## DATA SHOWN

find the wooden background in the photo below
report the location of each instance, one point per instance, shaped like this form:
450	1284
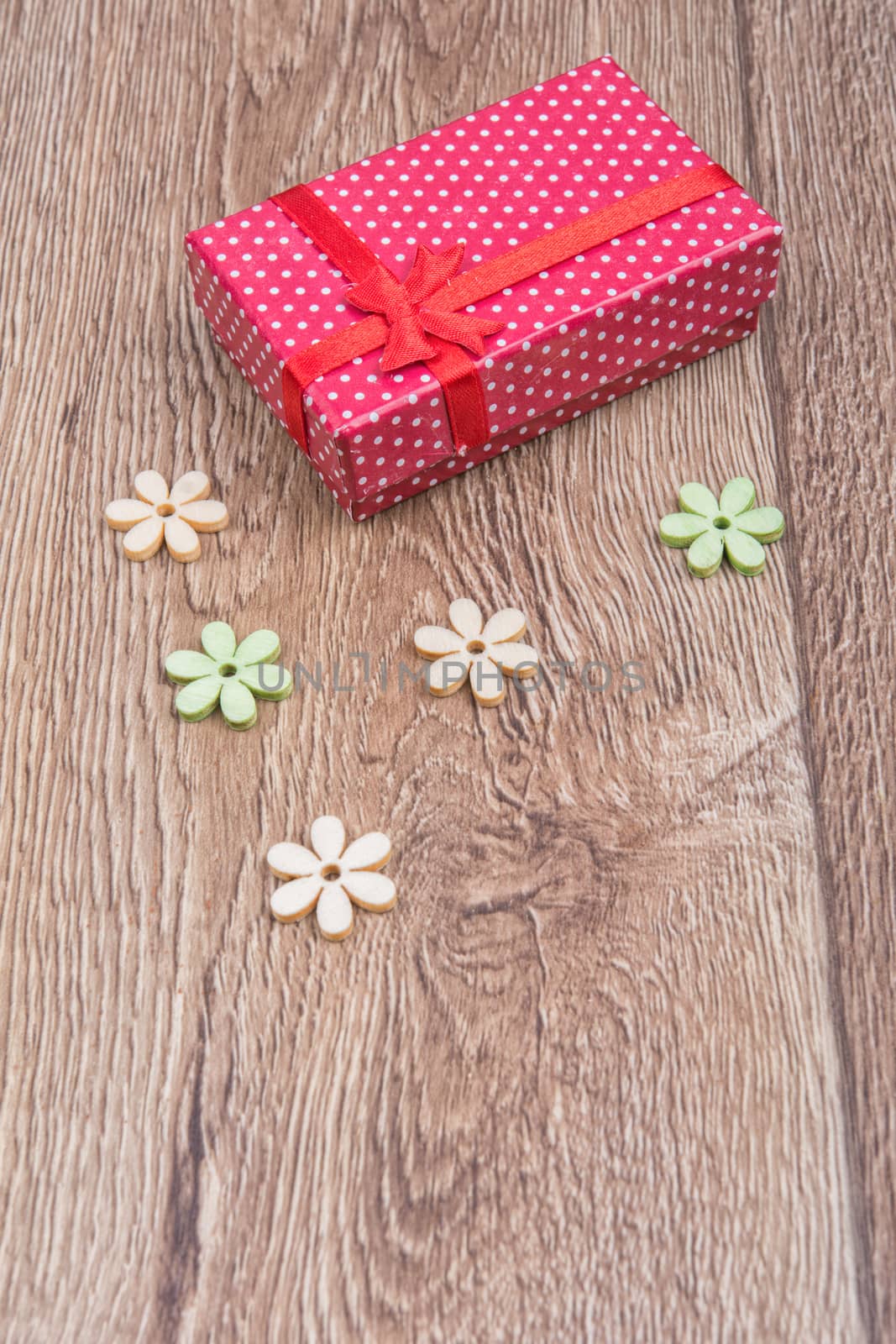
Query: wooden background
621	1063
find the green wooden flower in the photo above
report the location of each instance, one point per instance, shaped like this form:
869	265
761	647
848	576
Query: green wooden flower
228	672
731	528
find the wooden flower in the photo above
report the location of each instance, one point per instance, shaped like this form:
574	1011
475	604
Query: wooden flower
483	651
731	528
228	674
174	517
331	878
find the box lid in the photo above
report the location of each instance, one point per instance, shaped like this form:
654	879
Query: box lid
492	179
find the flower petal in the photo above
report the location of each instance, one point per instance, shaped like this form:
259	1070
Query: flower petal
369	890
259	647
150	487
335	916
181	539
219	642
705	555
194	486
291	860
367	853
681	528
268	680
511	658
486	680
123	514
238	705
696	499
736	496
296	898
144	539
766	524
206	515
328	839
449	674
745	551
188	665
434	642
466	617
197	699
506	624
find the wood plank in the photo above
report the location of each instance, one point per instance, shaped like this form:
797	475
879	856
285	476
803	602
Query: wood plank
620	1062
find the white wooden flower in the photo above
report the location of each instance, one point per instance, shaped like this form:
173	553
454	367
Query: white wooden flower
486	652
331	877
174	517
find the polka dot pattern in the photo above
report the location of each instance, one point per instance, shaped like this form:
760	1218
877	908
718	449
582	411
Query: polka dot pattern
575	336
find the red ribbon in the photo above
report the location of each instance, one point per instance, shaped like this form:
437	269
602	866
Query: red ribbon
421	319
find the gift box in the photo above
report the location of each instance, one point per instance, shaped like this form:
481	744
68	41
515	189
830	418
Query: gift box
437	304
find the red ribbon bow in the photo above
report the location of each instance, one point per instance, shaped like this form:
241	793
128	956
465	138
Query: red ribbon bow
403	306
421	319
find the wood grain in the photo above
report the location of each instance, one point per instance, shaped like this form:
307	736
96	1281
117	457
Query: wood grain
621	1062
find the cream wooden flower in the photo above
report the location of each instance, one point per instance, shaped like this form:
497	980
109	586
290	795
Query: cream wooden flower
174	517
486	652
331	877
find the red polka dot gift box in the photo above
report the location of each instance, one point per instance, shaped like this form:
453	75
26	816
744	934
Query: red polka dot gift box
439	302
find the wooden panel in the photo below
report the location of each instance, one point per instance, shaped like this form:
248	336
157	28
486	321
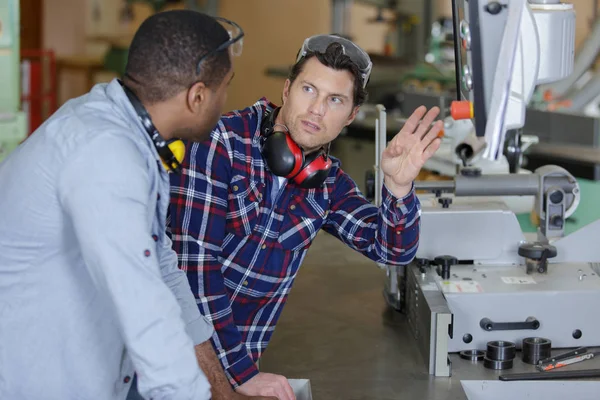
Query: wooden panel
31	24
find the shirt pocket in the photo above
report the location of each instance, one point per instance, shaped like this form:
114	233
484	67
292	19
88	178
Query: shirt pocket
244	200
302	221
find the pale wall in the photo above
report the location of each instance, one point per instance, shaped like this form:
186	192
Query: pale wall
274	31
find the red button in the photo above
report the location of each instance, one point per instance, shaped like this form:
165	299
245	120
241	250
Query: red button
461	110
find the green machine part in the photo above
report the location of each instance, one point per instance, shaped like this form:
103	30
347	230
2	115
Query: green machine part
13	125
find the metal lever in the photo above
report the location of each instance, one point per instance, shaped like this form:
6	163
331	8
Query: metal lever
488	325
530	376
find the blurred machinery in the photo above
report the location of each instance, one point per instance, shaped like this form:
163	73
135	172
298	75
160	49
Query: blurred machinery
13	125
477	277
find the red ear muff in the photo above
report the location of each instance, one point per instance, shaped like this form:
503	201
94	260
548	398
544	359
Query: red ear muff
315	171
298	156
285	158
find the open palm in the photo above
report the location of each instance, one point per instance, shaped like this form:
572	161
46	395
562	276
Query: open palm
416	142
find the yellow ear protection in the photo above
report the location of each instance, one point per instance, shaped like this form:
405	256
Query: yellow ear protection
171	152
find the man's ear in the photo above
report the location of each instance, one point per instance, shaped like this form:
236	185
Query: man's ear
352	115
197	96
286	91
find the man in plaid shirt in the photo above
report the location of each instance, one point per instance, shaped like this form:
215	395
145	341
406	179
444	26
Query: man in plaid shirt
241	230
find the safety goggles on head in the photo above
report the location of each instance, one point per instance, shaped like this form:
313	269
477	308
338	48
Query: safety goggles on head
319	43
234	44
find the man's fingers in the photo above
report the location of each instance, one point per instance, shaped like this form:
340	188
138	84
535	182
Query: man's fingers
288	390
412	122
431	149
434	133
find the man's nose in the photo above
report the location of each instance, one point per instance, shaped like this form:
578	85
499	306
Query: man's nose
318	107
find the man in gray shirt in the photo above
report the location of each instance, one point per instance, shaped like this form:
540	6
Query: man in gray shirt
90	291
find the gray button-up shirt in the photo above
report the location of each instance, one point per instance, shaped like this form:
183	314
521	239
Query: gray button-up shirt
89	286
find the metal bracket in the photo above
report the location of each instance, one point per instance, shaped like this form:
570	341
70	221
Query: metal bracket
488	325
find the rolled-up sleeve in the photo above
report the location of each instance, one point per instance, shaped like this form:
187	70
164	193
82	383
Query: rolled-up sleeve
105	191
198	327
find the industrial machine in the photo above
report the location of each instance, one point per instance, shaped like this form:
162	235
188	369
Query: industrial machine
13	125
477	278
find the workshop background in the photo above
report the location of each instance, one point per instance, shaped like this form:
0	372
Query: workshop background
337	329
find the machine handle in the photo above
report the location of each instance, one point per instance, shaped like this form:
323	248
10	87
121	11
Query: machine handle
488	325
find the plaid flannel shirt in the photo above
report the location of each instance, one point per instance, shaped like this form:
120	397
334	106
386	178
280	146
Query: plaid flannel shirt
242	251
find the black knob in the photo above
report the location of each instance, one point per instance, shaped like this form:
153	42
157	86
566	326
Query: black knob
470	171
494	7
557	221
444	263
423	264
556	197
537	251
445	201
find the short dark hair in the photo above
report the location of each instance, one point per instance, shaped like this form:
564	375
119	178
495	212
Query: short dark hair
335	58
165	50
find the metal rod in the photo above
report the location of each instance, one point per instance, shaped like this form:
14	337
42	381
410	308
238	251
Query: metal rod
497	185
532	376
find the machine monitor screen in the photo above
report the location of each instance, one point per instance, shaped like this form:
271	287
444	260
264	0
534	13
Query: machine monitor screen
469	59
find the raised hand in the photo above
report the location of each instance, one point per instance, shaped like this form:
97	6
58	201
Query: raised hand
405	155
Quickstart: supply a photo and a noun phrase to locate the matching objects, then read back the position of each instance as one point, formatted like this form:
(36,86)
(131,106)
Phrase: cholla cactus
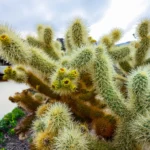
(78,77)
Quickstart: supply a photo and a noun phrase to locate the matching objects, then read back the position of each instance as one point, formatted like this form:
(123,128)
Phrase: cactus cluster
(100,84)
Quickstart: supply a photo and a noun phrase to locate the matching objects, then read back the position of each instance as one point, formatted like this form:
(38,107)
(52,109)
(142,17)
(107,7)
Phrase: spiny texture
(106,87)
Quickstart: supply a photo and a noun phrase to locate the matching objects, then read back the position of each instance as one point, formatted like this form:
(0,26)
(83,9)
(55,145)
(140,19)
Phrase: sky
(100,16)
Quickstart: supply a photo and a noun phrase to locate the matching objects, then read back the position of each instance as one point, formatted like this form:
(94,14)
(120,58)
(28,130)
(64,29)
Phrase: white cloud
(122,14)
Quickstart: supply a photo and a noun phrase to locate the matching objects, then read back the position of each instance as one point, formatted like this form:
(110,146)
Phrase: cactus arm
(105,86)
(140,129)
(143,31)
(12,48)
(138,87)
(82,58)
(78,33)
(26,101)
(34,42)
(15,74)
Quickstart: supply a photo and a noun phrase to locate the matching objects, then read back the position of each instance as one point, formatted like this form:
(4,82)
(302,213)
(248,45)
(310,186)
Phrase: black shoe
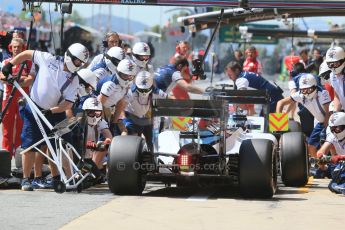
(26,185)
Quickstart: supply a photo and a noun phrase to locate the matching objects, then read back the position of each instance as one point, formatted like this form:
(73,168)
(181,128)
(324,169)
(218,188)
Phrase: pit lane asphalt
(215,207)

## EXERCISE TASK
Extract the run of lines from the line holding "find the machine monitor" through the final line of the material above, exactly and inclusively. Leave the pictures behind.

## RESPONSE TO THIS EXERCISE
find the machine monitor screen in the photo above
report the location of each instance, one point per instance, shaped like this form:
271	287
444	260
264	0
534	13
Query: machine monitor screen
469	59
find the raised hand in the photo above
report the location of each instance, one point per instance, shaped like this form:
97	6
58	201
Query: raised hand
405	155
Quickstart: supply a photo and a noun phrase to locate the matching objects, then read back the position of each instance as one point, formatted like this form:
(36,86)
(131,106)
Phrase: cholla cactus
(78,77)
Quickstart: supply a photo and a noun phrase to locate the matching objects, then read back the position of each instance as one point, formatted like this form:
(123,128)
Phrase: cactus cluster
(100,84)
Quickstart: supply a photo and a noun phrase to locate the matching objects, then read back the position of each instance as one point, formatted like this form:
(38,107)
(52,109)
(142,17)
(107,7)
Phrase: spiny texture
(106,87)
Quickstart: supply a photo and a noun phrase to locate the matching objects, then read back the position of each instance as one point, formatted like this form:
(0,26)
(83,9)
(55,145)
(140,19)
Phrase: sky
(100,16)
Quickstart: supply a photo and a noun phrase to locate the matching objects, then read back the position of each instance as one point, formatted like this form:
(94,14)
(120,58)
(28,130)
(64,29)
Phrase: white cloud
(122,14)
Quickstart: supply a photo and a noun phrase to locate the matching objects, then read back the position of each instance as one point, formatted like this form:
(110,146)
Phrase: cactus arm
(105,86)
(140,129)
(143,31)
(12,48)
(138,87)
(82,58)
(78,33)
(26,101)
(34,42)
(15,74)
Quickstart: supply a photo and a noun phrase to locate the matching objects, then read back the position of each instance as one point, formatted like this form:
(4,82)
(302,213)
(248,45)
(310,186)
Phrase: black shoe
(26,185)
Quickstart: supply a photo and a noun phrase to locate the matching objects, then read back the position of each instance as one point, formatted like this form:
(73,168)
(181,128)
(324,169)
(218,188)
Phrase: pit lane asphalt
(215,207)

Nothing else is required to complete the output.